WHAT THE EXERCISE ASKS: Lines to be reproduced exactly: the one that holds "quick q — where's the stone" and all those after it through the end of the data. Include no others.

━━━ MATERIAL FOR THIS EXERCISE ━━━

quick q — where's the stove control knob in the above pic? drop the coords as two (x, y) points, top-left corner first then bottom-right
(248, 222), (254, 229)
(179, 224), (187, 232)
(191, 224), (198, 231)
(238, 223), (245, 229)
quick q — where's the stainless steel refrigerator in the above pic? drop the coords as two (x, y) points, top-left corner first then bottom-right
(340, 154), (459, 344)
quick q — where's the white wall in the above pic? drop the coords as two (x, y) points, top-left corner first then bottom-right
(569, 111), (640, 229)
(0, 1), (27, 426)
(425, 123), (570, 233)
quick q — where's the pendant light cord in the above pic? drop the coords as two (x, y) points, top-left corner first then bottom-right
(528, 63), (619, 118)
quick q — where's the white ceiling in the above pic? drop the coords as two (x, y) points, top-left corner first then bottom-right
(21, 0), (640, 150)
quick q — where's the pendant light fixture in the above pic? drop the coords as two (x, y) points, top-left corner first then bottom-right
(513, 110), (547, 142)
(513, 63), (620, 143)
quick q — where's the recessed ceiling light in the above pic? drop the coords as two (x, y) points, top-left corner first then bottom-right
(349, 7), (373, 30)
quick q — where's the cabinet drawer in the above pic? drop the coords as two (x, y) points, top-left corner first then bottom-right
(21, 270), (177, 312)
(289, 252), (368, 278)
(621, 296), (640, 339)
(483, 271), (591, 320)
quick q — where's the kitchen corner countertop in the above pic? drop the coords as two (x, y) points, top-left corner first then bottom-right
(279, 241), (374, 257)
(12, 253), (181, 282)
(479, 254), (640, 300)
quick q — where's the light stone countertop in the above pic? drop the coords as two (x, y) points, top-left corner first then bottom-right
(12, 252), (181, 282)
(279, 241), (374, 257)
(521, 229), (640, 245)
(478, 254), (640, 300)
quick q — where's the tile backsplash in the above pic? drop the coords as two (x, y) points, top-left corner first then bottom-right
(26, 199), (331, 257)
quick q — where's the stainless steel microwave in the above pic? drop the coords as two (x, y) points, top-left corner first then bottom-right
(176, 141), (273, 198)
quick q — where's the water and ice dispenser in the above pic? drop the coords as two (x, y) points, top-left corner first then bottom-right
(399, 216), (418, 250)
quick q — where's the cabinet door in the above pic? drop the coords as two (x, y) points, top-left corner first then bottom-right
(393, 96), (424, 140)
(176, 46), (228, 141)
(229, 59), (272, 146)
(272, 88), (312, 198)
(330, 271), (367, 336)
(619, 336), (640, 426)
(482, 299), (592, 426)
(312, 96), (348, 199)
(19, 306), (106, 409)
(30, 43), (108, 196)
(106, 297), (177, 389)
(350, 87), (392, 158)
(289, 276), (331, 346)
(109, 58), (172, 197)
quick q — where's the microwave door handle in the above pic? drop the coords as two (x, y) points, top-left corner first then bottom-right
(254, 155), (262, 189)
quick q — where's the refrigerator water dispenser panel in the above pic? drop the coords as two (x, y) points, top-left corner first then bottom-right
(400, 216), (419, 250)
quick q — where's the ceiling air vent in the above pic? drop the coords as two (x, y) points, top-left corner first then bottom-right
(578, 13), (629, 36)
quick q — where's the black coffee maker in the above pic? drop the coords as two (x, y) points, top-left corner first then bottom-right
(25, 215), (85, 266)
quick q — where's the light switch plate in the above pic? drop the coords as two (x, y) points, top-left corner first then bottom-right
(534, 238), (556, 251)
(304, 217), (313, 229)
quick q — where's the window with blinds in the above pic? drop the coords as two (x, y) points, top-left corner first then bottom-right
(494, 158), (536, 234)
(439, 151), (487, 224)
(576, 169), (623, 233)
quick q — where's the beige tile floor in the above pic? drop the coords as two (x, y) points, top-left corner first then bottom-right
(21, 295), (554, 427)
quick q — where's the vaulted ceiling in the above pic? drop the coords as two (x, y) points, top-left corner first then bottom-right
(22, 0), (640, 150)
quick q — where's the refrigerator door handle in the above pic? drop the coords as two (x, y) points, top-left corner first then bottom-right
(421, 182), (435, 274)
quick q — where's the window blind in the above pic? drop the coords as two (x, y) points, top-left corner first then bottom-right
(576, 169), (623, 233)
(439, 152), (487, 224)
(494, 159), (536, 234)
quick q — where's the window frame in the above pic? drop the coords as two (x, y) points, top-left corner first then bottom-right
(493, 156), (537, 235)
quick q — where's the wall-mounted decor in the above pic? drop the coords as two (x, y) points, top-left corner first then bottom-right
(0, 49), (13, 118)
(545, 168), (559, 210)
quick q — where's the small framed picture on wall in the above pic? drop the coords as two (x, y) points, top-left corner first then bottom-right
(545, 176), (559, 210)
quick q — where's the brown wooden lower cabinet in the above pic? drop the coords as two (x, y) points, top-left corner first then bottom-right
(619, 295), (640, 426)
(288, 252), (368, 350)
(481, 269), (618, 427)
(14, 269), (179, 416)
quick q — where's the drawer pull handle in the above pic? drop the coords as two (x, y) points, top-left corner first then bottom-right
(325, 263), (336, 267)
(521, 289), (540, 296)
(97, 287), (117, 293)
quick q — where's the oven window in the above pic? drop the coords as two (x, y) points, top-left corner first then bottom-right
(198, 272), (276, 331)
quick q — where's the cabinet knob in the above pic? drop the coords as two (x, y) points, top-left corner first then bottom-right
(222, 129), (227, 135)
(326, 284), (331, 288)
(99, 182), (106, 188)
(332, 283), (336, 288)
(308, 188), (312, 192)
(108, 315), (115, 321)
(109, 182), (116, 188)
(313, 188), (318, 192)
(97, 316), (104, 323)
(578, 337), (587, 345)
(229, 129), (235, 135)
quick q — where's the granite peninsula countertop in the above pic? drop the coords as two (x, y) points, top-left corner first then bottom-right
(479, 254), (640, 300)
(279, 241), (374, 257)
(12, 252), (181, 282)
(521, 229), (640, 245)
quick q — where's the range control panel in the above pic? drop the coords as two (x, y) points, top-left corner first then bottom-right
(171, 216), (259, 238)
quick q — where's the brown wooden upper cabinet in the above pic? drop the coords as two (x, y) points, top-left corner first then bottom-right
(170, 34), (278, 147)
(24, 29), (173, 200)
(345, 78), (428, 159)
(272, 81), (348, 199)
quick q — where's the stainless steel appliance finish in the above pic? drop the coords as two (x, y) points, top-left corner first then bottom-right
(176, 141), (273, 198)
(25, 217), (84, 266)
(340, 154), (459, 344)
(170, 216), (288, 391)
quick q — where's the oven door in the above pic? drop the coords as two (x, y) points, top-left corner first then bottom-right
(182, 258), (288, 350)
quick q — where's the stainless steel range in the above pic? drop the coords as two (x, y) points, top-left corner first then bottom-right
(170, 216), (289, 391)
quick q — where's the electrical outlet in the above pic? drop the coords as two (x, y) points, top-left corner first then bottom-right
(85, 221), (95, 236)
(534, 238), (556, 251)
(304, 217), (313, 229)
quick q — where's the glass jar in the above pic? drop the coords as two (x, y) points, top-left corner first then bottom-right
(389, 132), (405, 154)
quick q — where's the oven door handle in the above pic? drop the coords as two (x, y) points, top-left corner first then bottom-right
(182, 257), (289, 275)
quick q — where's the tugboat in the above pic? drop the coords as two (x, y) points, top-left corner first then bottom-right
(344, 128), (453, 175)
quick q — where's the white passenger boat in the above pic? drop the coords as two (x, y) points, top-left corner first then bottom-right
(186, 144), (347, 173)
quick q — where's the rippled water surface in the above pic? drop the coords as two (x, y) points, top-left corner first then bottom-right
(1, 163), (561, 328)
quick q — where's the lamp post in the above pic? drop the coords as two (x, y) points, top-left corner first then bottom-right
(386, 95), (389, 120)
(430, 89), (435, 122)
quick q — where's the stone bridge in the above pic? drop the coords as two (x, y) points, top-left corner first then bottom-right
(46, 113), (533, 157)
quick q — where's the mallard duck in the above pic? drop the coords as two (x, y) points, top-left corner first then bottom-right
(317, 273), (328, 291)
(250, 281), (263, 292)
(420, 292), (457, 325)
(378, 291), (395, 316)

━━━

COMPLETED TASK:
quick q — where's the stone bridge in the above pic? drop the coords as two (x, y) points, top-left corner first then bottom-right
(46, 113), (533, 157)
quick q — where's the mallard duck in the above pic? drop the coords as two (x, y) points, top-left corner first then bottom-right
(317, 273), (328, 291)
(250, 281), (263, 292)
(420, 292), (457, 325)
(378, 291), (395, 316)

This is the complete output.